# Cash Accounting Method - Year End



## BossPlow614 (May 27, 2009)

I know a fair amount about accounting and taxes, however this one had me stumped and I was seeing if anyone on here knew the answer.
I'm sending the invoices for snow & ice management services for the month of December, the invoices are dated for 1/1/13, but my question is, is that income to be claimed in 2012 or 2013? Services were done in 2012, however they're to be billed in 2013.


----------



## grandview (Oct 9, 2005)

I don't count anything till the checks go into my account.


----------



## agurdo17 (Sep 15, 2011)

answer your own question. Is ur business based on cash accounting or accrual basis. Cash basis u is based on when u receive the money. accrual is when u pay tax on anything that is already in ur accounts receivable.


----------



## linckeil (Sep 18, 2007)

what agurdo says is correct. you have to decide on one of the 2 methods - and cannot flip flop between them. 

if you perform work and bill in december 2012, but do not collect until january 2013, then that revenue is reported in 2012 if on the accrual basis. if on cash basis, then the revenue is reported in 2013 when the cash is in your hand. 

now if you perform work in 2012, but do not bill until 2013, then your accounts receivable does not reflect the billing as of the end of 2012, so that revenue would NOT be claimed in 2012 under the accrual basis.

........

[CHALLENGES]
1: Shorten the paragraph beginning "if you perform work and bill in december 2012" from the thread on year-end income above to a single sentence that keeps its main facts.
2: Extend the thread on year-end income reporting beyond its final post.

........

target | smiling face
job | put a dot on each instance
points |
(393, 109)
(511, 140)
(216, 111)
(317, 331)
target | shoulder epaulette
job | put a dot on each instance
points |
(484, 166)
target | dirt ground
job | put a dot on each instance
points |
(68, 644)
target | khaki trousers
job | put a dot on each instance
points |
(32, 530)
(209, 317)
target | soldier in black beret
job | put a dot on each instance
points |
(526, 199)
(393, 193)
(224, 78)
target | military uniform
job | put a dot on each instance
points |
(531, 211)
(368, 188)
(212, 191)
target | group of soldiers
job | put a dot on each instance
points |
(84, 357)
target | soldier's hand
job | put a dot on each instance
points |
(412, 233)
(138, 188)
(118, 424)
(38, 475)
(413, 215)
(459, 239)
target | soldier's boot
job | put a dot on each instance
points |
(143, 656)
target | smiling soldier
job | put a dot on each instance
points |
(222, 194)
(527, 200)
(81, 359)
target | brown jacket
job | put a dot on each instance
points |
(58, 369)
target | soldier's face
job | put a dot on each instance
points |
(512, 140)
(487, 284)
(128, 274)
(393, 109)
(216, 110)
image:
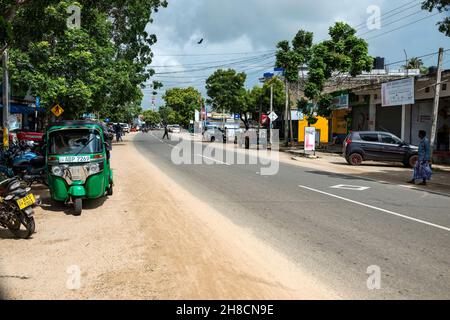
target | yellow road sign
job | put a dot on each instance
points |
(57, 110)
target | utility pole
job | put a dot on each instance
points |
(271, 110)
(5, 100)
(436, 102)
(286, 116)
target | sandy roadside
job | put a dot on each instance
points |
(151, 240)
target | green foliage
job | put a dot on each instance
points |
(151, 117)
(226, 90)
(169, 116)
(344, 52)
(99, 67)
(416, 63)
(183, 101)
(441, 6)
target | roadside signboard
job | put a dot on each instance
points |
(278, 72)
(340, 102)
(397, 93)
(310, 139)
(57, 110)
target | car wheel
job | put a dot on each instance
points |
(412, 161)
(355, 159)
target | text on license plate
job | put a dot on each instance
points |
(29, 200)
(74, 159)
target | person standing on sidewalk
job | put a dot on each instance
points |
(166, 133)
(422, 169)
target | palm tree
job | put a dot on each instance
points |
(414, 63)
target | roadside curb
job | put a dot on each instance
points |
(410, 187)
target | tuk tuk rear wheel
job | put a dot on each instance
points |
(78, 206)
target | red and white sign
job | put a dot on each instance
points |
(310, 139)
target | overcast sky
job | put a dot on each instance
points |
(243, 33)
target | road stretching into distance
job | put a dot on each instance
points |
(335, 234)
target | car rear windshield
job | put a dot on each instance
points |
(75, 141)
(371, 137)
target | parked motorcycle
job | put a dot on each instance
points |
(17, 208)
(24, 161)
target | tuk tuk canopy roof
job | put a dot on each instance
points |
(73, 124)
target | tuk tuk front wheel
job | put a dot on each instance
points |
(78, 206)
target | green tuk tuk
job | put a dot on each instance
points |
(78, 162)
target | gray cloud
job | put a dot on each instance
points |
(255, 25)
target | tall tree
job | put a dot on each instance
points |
(416, 63)
(291, 58)
(99, 66)
(441, 6)
(226, 91)
(184, 101)
(344, 53)
(151, 117)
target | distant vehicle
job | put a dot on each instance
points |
(378, 146)
(125, 127)
(252, 136)
(213, 134)
(174, 128)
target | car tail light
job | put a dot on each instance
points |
(348, 141)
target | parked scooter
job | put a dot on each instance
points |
(17, 208)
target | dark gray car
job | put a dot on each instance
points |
(360, 146)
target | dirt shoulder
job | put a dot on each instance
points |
(151, 240)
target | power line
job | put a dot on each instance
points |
(393, 22)
(363, 24)
(215, 54)
(256, 60)
(401, 27)
(208, 62)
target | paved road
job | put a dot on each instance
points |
(335, 234)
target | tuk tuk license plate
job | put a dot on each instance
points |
(29, 200)
(74, 159)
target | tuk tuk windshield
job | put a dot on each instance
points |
(75, 141)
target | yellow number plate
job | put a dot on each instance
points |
(29, 200)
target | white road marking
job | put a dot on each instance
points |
(215, 160)
(348, 187)
(378, 209)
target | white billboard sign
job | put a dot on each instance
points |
(397, 93)
(310, 139)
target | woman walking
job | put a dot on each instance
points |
(422, 169)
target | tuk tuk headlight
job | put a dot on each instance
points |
(58, 171)
(95, 168)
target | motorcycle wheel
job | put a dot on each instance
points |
(78, 206)
(30, 226)
(15, 226)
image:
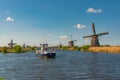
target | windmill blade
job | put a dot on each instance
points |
(103, 33)
(87, 36)
(75, 40)
(93, 28)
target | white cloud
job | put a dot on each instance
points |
(50, 34)
(92, 10)
(10, 19)
(80, 26)
(63, 37)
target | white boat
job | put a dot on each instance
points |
(45, 51)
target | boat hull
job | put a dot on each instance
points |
(48, 55)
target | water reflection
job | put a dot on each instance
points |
(68, 65)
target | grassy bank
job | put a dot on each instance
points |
(112, 49)
(16, 49)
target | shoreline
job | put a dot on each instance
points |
(111, 49)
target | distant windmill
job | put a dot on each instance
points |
(60, 45)
(24, 45)
(95, 40)
(71, 42)
(11, 44)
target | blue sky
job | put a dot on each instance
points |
(53, 21)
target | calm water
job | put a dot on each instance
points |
(68, 65)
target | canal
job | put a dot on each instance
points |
(68, 65)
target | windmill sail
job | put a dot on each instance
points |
(93, 28)
(94, 37)
(87, 36)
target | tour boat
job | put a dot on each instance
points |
(45, 51)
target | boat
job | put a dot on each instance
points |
(45, 51)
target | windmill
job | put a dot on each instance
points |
(95, 39)
(71, 42)
(24, 45)
(60, 44)
(11, 44)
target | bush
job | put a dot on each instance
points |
(18, 48)
(4, 49)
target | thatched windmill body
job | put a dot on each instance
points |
(11, 44)
(71, 42)
(94, 37)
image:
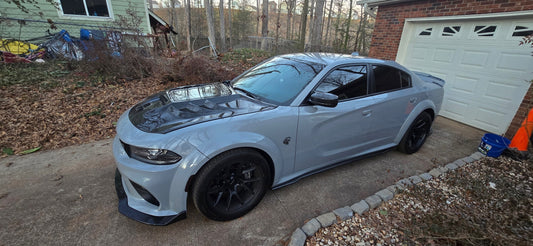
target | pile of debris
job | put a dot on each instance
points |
(60, 45)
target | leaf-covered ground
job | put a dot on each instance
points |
(52, 105)
(488, 202)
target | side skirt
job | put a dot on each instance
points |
(296, 179)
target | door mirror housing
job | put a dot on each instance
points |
(324, 99)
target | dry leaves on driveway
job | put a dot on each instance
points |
(488, 202)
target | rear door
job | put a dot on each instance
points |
(394, 99)
(328, 135)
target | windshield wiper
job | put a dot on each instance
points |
(246, 92)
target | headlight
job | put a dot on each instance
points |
(152, 156)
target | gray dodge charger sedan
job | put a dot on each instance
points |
(225, 144)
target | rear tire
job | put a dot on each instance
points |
(231, 184)
(417, 134)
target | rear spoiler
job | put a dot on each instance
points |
(430, 78)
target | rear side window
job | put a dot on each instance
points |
(388, 78)
(346, 82)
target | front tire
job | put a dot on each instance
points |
(231, 184)
(417, 134)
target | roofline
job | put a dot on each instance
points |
(375, 3)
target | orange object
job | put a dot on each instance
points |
(521, 137)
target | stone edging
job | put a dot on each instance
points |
(299, 235)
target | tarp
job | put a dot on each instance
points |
(17, 47)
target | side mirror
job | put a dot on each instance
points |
(324, 99)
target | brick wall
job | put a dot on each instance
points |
(391, 18)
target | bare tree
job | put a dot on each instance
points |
(316, 37)
(290, 8)
(311, 19)
(358, 33)
(258, 18)
(222, 26)
(326, 40)
(348, 23)
(264, 29)
(188, 26)
(303, 25)
(230, 3)
(337, 23)
(278, 25)
(210, 26)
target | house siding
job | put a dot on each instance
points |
(36, 24)
(391, 18)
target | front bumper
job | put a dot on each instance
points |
(153, 194)
(129, 212)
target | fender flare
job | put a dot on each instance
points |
(422, 106)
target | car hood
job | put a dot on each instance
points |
(184, 106)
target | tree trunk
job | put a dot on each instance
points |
(188, 27)
(312, 21)
(290, 8)
(230, 2)
(316, 39)
(303, 25)
(258, 18)
(348, 23)
(358, 33)
(326, 40)
(338, 21)
(264, 29)
(222, 26)
(210, 26)
(278, 25)
(363, 34)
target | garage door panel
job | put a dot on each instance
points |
(454, 108)
(443, 56)
(464, 85)
(484, 68)
(514, 62)
(488, 117)
(420, 53)
(475, 58)
(501, 91)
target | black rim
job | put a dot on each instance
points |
(418, 134)
(234, 187)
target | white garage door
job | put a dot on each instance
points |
(485, 69)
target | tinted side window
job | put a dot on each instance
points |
(346, 82)
(389, 78)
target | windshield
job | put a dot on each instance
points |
(277, 81)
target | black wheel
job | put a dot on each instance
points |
(416, 135)
(231, 184)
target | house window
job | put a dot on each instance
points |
(485, 31)
(426, 32)
(522, 31)
(450, 31)
(85, 7)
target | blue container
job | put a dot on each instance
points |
(493, 145)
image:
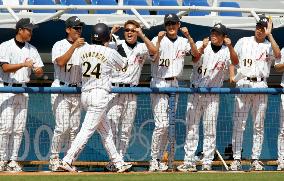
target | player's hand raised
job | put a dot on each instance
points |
(227, 41)
(79, 42)
(115, 29)
(184, 31)
(161, 35)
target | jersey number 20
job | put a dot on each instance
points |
(91, 71)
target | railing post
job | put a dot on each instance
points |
(172, 130)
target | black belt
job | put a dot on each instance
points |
(170, 78)
(69, 85)
(254, 79)
(13, 84)
(121, 85)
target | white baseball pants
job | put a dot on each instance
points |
(208, 106)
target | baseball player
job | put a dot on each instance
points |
(98, 62)
(165, 71)
(256, 54)
(18, 59)
(280, 68)
(122, 109)
(66, 107)
(216, 57)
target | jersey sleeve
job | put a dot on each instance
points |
(116, 60)
(4, 54)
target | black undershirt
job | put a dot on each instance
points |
(19, 44)
(215, 48)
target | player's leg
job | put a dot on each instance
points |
(242, 107)
(160, 134)
(258, 113)
(128, 118)
(20, 118)
(107, 140)
(95, 102)
(209, 129)
(193, 115)
(6, 122)
(281, 137)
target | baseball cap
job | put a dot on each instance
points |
(220, 28)
(171, 18)
(25, 23)
(263, 21)
(73, 21)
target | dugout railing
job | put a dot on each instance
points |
(39, 133)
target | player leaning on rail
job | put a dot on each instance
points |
(18, 59)
(256, 55)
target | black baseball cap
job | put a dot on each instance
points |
(73, 21)
(171, 18)
(25, 23)
(220, 28)
(263, 21)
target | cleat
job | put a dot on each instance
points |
(236, 165)
(257, 166)
(187, 168)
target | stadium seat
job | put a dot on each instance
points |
(165, 3)
(230, 4)
(42, 2)
(105, 2)
(196, 3)
(137, 3)
(77, 2)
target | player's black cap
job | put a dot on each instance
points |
(263, 21)
(171, 18)
(25, 23)
(73, 21)
(220, 28)
(101, 33)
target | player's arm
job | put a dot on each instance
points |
(62, 60)
(156, 56)
(150, 46)
(233, 55)
(274, 45)
(194, 50)
(8, 68)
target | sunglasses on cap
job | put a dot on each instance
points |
(77, 27)
(170, 23)
(129, 30)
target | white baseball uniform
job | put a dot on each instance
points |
(122, 108)
(281, 125)
(255, 60)
(164, 74)
(97, 64)
(14, 106)
(65, 107)
(209, 71)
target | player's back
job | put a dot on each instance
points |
(97, 64)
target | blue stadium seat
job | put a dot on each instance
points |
(42, 2)
(105, 2)
(196, 3)
(230, 4)
(165, 3)
(77, 2)
(137, 3)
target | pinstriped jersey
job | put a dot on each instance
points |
(71, 72)
(135, 60)
(12, 54)
(210, 70)
(98, 63)
(171, 59)
(255, 59)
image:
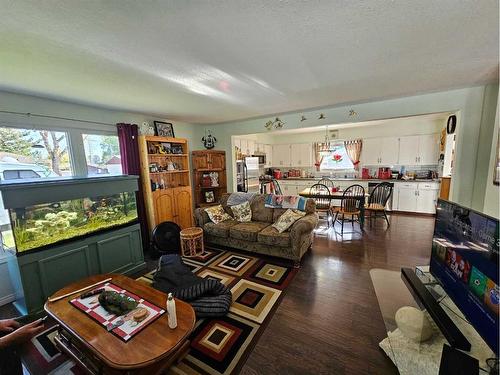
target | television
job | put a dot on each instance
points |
(465, 262)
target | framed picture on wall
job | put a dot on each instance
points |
(164, 129)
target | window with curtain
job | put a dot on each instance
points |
(337, 159)
(102, 154)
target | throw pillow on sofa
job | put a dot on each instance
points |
(242, 212)
(286, 220)
(217, 214)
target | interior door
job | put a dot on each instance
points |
(164, 206)
(408, 150)
(428, 149)
(389, 151)
(184, 207)
(370, 151)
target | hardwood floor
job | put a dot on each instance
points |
(329, 321)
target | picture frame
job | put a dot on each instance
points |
(209, 196)
(164, 129)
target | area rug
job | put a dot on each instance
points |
(220, 345)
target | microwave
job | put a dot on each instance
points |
(261, 157)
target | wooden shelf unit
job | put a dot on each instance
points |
(205, 162)
(174, 202)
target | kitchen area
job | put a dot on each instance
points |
(413, 154)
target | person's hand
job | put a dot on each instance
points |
(8, 325)
(23, 333)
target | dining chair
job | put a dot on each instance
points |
(350, 205)
(378, 200)
(322, 204)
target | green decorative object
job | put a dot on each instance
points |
(116, 303)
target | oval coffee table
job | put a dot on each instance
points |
(98, 351)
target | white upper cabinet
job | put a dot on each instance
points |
(301, 155)
(428, 149)
(281, 155)
(408, 150)
(380, 151)
(419, 149)
(389, 151)
(370, 151)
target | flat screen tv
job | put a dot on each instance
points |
(465, 262)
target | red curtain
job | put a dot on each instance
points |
(128, 136)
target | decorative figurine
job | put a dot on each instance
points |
(209, 140)
(214, 177)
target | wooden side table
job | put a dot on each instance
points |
(192, 241)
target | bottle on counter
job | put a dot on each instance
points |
(172, 314)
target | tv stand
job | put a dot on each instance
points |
(425, 299)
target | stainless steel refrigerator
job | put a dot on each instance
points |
(247, 175)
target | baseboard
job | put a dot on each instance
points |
(7, 299)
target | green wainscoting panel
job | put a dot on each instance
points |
(44, 272)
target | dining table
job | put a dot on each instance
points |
(339, 195)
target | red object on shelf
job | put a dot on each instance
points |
(365, 173)
(384, 173)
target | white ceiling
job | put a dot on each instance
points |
(221, 60)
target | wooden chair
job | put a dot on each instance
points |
(349, 206)
(322, 204)
(378, 200)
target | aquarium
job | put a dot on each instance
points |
(40, 225)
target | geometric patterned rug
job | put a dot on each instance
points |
(221, 345)
(218, 345)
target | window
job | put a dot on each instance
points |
(26, 154)
(102, 153)
(337, 159)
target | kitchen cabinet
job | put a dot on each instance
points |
(301, 155)
(380, 151)
(281, 155)
(419, 149)
(417, 197)
(268, 150)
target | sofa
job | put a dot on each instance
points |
(258, 236)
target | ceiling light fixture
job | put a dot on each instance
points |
(276, 124)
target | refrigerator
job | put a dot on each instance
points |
(247, 175)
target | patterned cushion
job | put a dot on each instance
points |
(217, 214)
(247, 231)
(286, 220)
(259, 211)
(242, 212)
(271, 236)
(219, 230)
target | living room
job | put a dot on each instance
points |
(146, 148)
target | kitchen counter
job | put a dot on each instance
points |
(356, 179)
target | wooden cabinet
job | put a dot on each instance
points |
(380, 151)
(419, 149)
(301, 155)
(281, 155)
(204, 163)
(167, 191)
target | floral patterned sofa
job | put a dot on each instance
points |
(259, 236)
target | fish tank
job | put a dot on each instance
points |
(46, 224)
(52, 211)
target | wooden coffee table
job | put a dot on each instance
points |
(98, 351)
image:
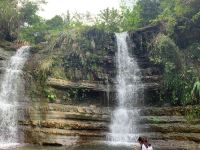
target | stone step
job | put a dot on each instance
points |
(174, 145)
(164, 111)
(47, 107)
(66, 124)
(153, 78)
(175, 127)
(49, 136)
(37, 115)
(150, 71)
(164, 119)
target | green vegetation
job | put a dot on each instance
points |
(176, 47)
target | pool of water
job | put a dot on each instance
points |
(82, 147)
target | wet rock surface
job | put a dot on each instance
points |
(56, 124)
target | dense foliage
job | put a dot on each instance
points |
(176, 48)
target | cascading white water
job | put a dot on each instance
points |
(129, 88)
(10, 94)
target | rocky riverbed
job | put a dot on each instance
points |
(64, 125)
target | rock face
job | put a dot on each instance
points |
(85, 64)
(56, 124)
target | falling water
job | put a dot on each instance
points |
(129, 88)
(10, 94)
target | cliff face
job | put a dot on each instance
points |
(80, 66)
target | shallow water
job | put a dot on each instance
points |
(82, 147)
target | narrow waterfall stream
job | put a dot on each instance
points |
(129, 88)
(10, 93)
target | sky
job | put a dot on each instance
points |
(59, 7)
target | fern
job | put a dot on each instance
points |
(196, 90)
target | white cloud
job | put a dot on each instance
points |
(59, 7)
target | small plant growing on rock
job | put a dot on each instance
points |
(50, 94)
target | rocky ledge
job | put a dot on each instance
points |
(56, 124)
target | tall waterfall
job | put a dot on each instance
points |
(129, 90)
(10, 94)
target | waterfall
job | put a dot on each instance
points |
(129, 91)
(10, 93)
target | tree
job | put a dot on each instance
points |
(109, 19)
(9, 19)
(55, 23)
(148, 10)
(28, 12)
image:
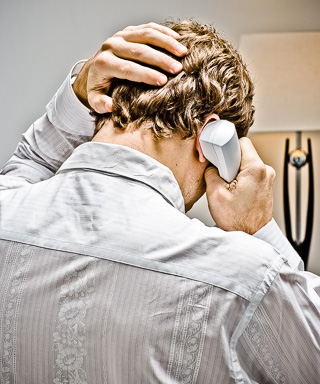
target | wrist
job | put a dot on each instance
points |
(80, 85)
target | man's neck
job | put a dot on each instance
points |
(176, 154)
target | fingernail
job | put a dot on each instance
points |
(162, 79)
(181, 49)
(175, 34)
(176, 67)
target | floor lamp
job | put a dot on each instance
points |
(286, 71)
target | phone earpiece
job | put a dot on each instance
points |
(220, 145)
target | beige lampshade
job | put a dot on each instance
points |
(286, 71)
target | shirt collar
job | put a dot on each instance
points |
(129, 163)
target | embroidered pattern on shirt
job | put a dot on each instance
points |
(69, 335)
(13, 278)
(259, 338)
(189, 334)
(106, 317)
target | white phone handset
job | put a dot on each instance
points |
(220, 145)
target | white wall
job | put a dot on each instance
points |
(41, 39)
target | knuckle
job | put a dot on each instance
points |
(136, 50)
(125, 69)
(100, 61)
(108, 44)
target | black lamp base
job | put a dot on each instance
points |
(302, 247)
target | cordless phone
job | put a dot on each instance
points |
(220, 145)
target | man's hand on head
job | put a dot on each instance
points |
(246, 204)
(120, 56)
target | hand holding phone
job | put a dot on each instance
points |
(220, 145)
(247, 204)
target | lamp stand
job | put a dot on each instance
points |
(298, 158)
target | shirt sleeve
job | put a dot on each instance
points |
(281, 343)
(51, 139)
(272, 234)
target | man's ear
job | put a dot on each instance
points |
(212, 117)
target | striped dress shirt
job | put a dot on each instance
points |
(104, 279)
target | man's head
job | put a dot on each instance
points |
(214, 80)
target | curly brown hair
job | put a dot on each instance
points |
(214, 79)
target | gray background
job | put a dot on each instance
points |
(41, 39)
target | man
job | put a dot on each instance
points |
(103, 277)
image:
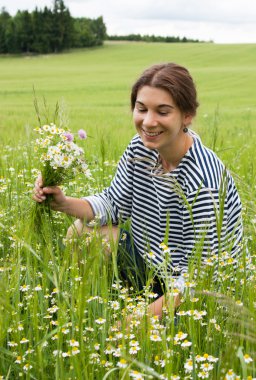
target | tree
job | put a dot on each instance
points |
(24, 31)
(62, 27)
(4, 19)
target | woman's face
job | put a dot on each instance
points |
(158, 120)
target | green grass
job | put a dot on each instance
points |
(93, 86)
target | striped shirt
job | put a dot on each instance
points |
(195, 207)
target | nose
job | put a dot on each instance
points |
(149, 119)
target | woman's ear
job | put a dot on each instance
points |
(188, 119)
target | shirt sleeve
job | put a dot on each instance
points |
(115, 202)
(212, 222)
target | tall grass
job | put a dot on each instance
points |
(63, 313)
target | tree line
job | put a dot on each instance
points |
(48, 30)
(150, 38)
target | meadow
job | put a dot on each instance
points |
(63, 312)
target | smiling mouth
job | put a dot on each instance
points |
(151, 134)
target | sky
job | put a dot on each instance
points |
(221, 21)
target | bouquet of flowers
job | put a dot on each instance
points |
(60, 160)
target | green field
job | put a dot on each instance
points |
(92, 87)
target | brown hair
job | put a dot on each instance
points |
(174, 79)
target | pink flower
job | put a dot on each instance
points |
(82, 134)
(69, 136)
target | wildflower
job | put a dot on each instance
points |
(155, 338)
(24, 288)
(12, 344)
(66, 354)
(206, 367)
(73, 343)
(24, 340)
(122, 363)
(211, 358)
(230, 375)
(180, 336)
(203, 375)
(82, 134)
(68, 136)
(134, 350)
(151, 255)
(57, 352)
(100, 321)
(27, 367)
(188, 366)
(115, 305)
(75, 351)
(19, 360)
(136, 375)
(186, 343)
(247, 359)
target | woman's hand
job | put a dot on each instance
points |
(41, 192)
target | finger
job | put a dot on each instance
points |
(38, 198)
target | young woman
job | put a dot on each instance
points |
(176, 192)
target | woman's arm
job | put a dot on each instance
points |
(79, 208)
(156, 307)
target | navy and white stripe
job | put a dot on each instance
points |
(188, 199)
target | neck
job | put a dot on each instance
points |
(171, 158)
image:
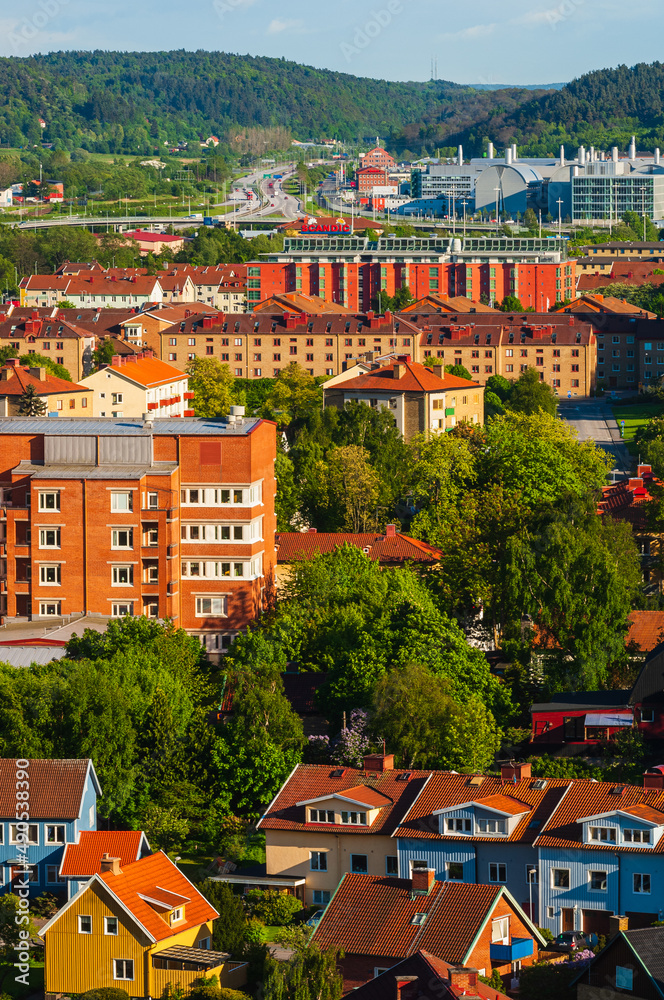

........

[SOLVED TASKS]
1: Work done and billed in December 2012 but paid in January 2013 is reported as 2012 revenue on the accrual basis and as 2013 revenue on the cash basis, when the money is received.

2:
----------



## RJ lindblom (Sep 21, 2006)

In the title is states he is using the cash accounting method. So it counts when you receive payment in this case January 2013.


----------



## BossPlow614 (May 27, 2009)

I have it figured out now. Thanks guys.


----------



## NICHOLS LANDSCA (Sep 15, 2007)

Kinda sucks but that's how it works. 2010-2011 was a HUGE snowfall year for us, 95% of the November and December invoices were payed in 2011. I had all the expences in 2010 and all the income in 2011. Good for 2010 taxes bad for 2011


----------



## BossPlow614 (May 27, 2009)

That definitely makes it complicated!


----------



## Oxmow (Dec 6, 2006)

Neither cash or accrual would matter on your 2012 taxes if your invoice date was Jan 1 2013, being that both would be in 2013.


----------



## BossPlow614 (May 27, 2009)

Ill throw a curveball, what if they were dated on dec 31st?


----------



## Superior L & L (Oct 6, 2006)

A little off topic but I would change your billing date to 12/31/12. All our invoices for per service get billed on the last day of the month. Since the work was completed in December it needs to reflect that in a profit and loss statement.


----------



## BossPlow614 (May 27, 2009)

What do you do if it snows on the 31st snd you plow overnight on the 31st and on the 1st?


----------



## linckeil (Sep 18, 2007)

just to reiterate:

if on cash basis, revenue claimed in year when cash is in your hand.

if on accrual basis, revenue claimed in year in which your accounts receivable reflects the balance (i.e. - when billed). for example, work done in 2012, billed in 2012, then its 2012 revenue. work done in 2012, but not billed until 2013, then its 2013 revenue. 

so cash basis is all about when money is in your hands, accrual basis is all about when billed. thats all there is to it.


----------



## Superior L & L (Oct 6, 2006)

Yep that's right on. If we plowed overnight on 12/31 overnight we would bill based on when the event started.


----------



## thelettuceman (Nov 23, 2010)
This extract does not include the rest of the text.